### DOCUMENT SECTION:

It is of course legitimate to demand that people follow actual laws. It is in no way legitimate to demand that people follow laws that are unofficial. Once again, a rule that is unofficial is not subject to checks, balance and accountability. This means that it has nothing to keep it from becoming tyrannical. And tyranny is not what America is meant to be about.

Once again, I would follow a rule that is official. I would not follow a rule that is unofficial, nor would I recommend that anyone else do either.

It is most certainly valid to understand where others are coming from; and I have done much work toward that effect, mainly at the encouragement of people whose views I respected. What is not legitimate is imposing on people unofficial codes of conduct. If you want your social norms to be binding, pass a law. Subject it to checks, balance and accountability. Do not create a hidden totalitarianism in a nation that is intended to be free.

Probably the best thing to have come out of consciousness movement has been the process of seeing such influences and making them conscious. That way one knows what influences one has had and can separate the grain from the chaff. Most of what one finds there is partly true. Most influences are right in some ways and wrong in others. The first step however is seeing them; at which point one can decide which influence is right and about what.

IN my generation, where everyone has been exposed to all sorts of conflicting influences, this process is necessary. We have been living in the world in which everyone influences one another in all sorts of directions. When Scott Lasch said that my generation was at sea, what he was seeing is an inevitable effect of democracy. Everyone will influence one another. The solution is not to prevent a mix; it is for people to see every influence for what it is and keep what is right while discarding what is wrong with each.

When I left the corporate world at age 24, I was accused of leaving reality. What I did instead was work on my mind to get rid of things that I had not chosen to be there in order to replace them with more informed choice. That of course got me labeled by any number of people as crazy or irresponsible. In fact it was highly responsible. I was making the unconscious conscious in order that I could make more informed choice.

Of course the consciousness movement – and its outgrowth the New Age – made any number of errors of their own. They decided that people's beliefs are the only factor in shaping their reality. That is very transparently false. Their situation is owed partly to them, and partly to all sorts of other factors, both ones human and ones non-human. They did not create the Sun or the Earth, and they did not create America.

[Saved entries]
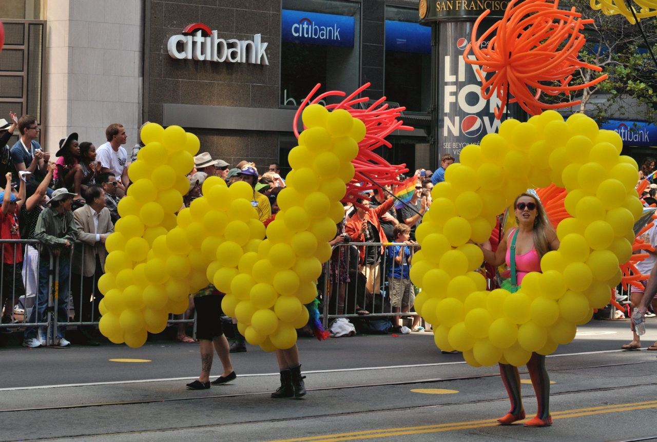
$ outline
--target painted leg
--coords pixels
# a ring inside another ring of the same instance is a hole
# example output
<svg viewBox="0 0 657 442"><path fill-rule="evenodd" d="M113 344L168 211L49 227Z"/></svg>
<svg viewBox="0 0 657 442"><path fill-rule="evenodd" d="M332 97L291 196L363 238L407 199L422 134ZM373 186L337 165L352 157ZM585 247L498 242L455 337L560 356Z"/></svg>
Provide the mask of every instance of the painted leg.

### EXERCISE DIRECTIONS:
Continue the passage on unofficial rules and the consciousness movement, picking up after its closing sentence about the Sun, the Earth and America.

### ANSWER BOX:
When an adaptation or a mindset considers itself to be reality and nothing else to be reality, this error is one natural. They say instead that people make their reality. The problem in both cases is what people consider reality to be. A mindset or an adaptation is real enough, but in no way is it the whole of reality. Reality also includes the Sun, the Universe, the Earth, the oceans and the air, and other civilizations. Garbage in garbage out, as the computer programmers say. You create a false definition of reality, others may buy into that definition and see reality as such as the problem. The solution is not to side with either error, but to have a more complete view as to what reality is.

Reality as such of course is highly complex; and it includes all sorts of factors. I cannot accept the claims of materialist fundamentalists because I and any number of others – including people with strong academic and professional credentials – have had very real spiritual experiences. Nor can I accept the idea that people make their reality; it is obviously incorrect. I do not know at this time how to reconcile what we know from science with the experiences that people have had and continue to have. I do however know that both sides – the one that says that spirituality is for loonies and the one that says that people make their reality – are wrong.

Making the unconscious conscious is a valid pursuit, and one that is highly empowering as well as honest. What is not valid is claiming that one's consciousness is the only thing that shapes one's reality. Keep the truth and discard the error.